That's very interesting for me. Same DSL and vendor, and your D/L time was still roughly 75% of the programs time in a wired system. Same as my wireless times the other day.


----------



## cougar (Jul 6, 2007)

mikefeuer said:


> That's very interesting for me. Same DSL and vendor, and your D/L time was still roughly 75% of the programs time in a wired system. Same as my wireless times the other day.


Hi Mike, the posts I've seen stating faster download times are usually from folks using cable, so are we really slow? I thought I was doing pretty well :lol:


----------



## mikefeuer (Dec 12, 2006)

cougar said:


> Hi Mike, the posts I've seen stating faster download times are usually from folks using cable, so are we really slow? I thought I was doing pretty well :lol:


While my 6MB service tests well, certainly there are some cable services offering up to twice that speed now.

....

§ **Given instruction A**:
Answer each question from the forum thread on download speeds, marking each answer with its matching numeral.
(i) Roughly what share of the program's time was the download time in a wired system?
(ii) According to cougar, what kind of service do the people posting faster download times usually use?
(iii) How does mikefeuer compare some cable services with his own 6MB service?
§ **Given instruction B**: Proceed with the forum thread on download speeds, writing what comes after its final sentence.

§ **Source excerpt**:
....

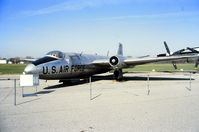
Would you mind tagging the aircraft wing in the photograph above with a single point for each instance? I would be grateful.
(101, 62)
(139, 61)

....

§ **Expected answer A**:
(i) Roughly 75%.
(ii) Cable.
(iii) Some cable services offer up to twice that speed.

§ **Expected answer B**:
I did try something again last night and it was a bit better, but I think too that we will be subject to server loads at peak times from Directv. The only time I've tried was around 9 or 10 PM eastern.

With your direct connection experience I suspect a lot must be server load limitations.


----------



## smcpike (Oct 23, 2007)

I have 6 MB "Phone Company" DSL service (get about 4.5-5MB routinely down).

I just got activated today (first post) and started a download of UltraViolet (Widescreen) from Starz (1 hr 35 min in length). After 12 minutes it was at 16% and I started it playing as it seems to be downloading faster than 1:1. I'm now 21 minutes in to the movie and its downloaded over 50%. Speed is fine for me... i expect i could've started watching after 5 minutes.

Now quality is another thing... but i never watch SD so i'll hold my opinion there until i see some HD content.

Overall speed wise thus far - pleasantly surprised (for SD).


----------



## dervari (Dec 1, 2005)

I have never gotten more than 2mb/s on my 8mb connection.


----------



## jash (Sep 2, 2007)

cougar said:


> I downloaded my first DOD program this morning, a 2-hour standard def movie, it took 1 hour and 35 minutes to download. I have AT&T DSL, the 6.0 Mbps package. I have an ethernet cable connecting the HR20 to the router.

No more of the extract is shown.